**WORK TASK**
Write the records out again in full, word for word.

**GIVEN INFORMATION**
◇ ◇ ◇ ◇ ◇ ◇ ◇
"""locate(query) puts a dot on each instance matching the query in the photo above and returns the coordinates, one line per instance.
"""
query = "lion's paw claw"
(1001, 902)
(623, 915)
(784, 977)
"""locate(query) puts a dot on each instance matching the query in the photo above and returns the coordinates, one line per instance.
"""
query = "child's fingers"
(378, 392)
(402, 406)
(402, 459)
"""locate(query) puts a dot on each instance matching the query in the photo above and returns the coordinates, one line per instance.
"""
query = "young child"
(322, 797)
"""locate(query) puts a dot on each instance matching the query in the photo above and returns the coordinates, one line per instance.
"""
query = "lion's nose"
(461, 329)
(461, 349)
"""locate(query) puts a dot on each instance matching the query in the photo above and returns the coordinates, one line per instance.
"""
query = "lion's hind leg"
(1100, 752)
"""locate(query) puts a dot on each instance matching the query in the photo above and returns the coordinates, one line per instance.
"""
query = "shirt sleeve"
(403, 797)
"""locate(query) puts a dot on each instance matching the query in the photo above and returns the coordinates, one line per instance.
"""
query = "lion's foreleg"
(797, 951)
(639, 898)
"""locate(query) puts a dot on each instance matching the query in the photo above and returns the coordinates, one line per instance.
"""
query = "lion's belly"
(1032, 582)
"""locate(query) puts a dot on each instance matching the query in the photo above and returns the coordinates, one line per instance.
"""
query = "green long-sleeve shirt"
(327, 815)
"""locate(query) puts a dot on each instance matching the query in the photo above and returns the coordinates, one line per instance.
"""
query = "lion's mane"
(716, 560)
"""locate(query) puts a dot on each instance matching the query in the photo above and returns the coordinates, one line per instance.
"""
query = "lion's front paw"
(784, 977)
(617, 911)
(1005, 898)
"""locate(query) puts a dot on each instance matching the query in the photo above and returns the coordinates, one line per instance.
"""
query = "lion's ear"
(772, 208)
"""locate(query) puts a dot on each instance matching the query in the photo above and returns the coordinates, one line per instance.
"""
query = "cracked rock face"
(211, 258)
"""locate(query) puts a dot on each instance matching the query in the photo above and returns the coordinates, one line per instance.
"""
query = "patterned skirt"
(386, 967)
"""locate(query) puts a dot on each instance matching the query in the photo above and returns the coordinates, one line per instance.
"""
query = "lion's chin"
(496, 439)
◇ ◇ ◇ ◇ ◇ ◇ ◇
**OUTPUT**
"""locate(query) puts a dot on each instance matching the query in the photo above and returns the coordinates, one line per instance.
"""
query = "lion's paw claw"
(1001, 902)
(623, 915)
(784, 977)
"""locate(query) puts a dot on each instance matching the query in the photo above and returns the coordinates, one line per instance.
"""
query = "child's fingers"
(378, 392)
(402, 406)
(402, 459)
"""locate(query) puts a dot on each instance matching the query in the photo above and returns the coordinates, one line per instance.
"""
query = "young child"
(322, 797)
"""locate(query) puts a dot on each instance matching the query in the photo above and returns the coordinates, one line per instance.
"""
query = "lion's nose"
(461, 329)
(461, 349)
"""locate(query) puts a dot on each instance matching the query in the photo above and returns the coordinates, one line per instance.
"""
query = "lion's hind leg"
(1100, 752)
"""locate(query) puts a dot on each instance matching the query in the photo above and returns the coordinates, one line per instance.
"""
query = "shirt sleeve"
(403, 797)
"""locate(query) puts a dot on each instance matching the query in the photo above and returns the coordinates, one line per instance.
"""
query = "lion's foreleg"
(797, 951)
(639, 898)
"""locate(query) puts a dot on each instance matching the query in the photo above and returns the coordinates, one line per instance.
"""
query = "lion's belly"
(1032, 582)
"""locate(query) puts a dot on each instance matching the query in the photo above and returns the coordinates, one line per instance.
"""
query = "green long-sleeve shirt"
(327, 815)
"""locate(query) puts a dot on each instance matching the query in the photo above and returns the coordinates, one line per instance.
"""
query = "lion's mane"
(716, 560)
"""locate(query) puts a dot on each instance matching the query in the photo above and returns the coordinates, one line per instance.
"""
query = "lion's front paw"
(784, 977)
(617, 911)
(1005, 898)
"""locate(query) puts a dot on each instance matching the query in the photo above and returns the coordinates, one line per instance.
"""
query = "lion's ear"
(772, 208)
"""locate(query) puts a dot on each instance matching the query in the photo above and returns the coordinates, one line per instance.
"""
query = "cracked rock face"
(211, 258)
"""locate(query) puts a dot on each instance matching the query in the photo above and returns the coordinates, one line per instance.
"""
query = "patterned skirt"
(386, 967)
"""locate(query) puts a dot on each instance matching the query in the photo above and returns the coordinates, one line per instance.
"""
query = "lion's chin"
(496, 439)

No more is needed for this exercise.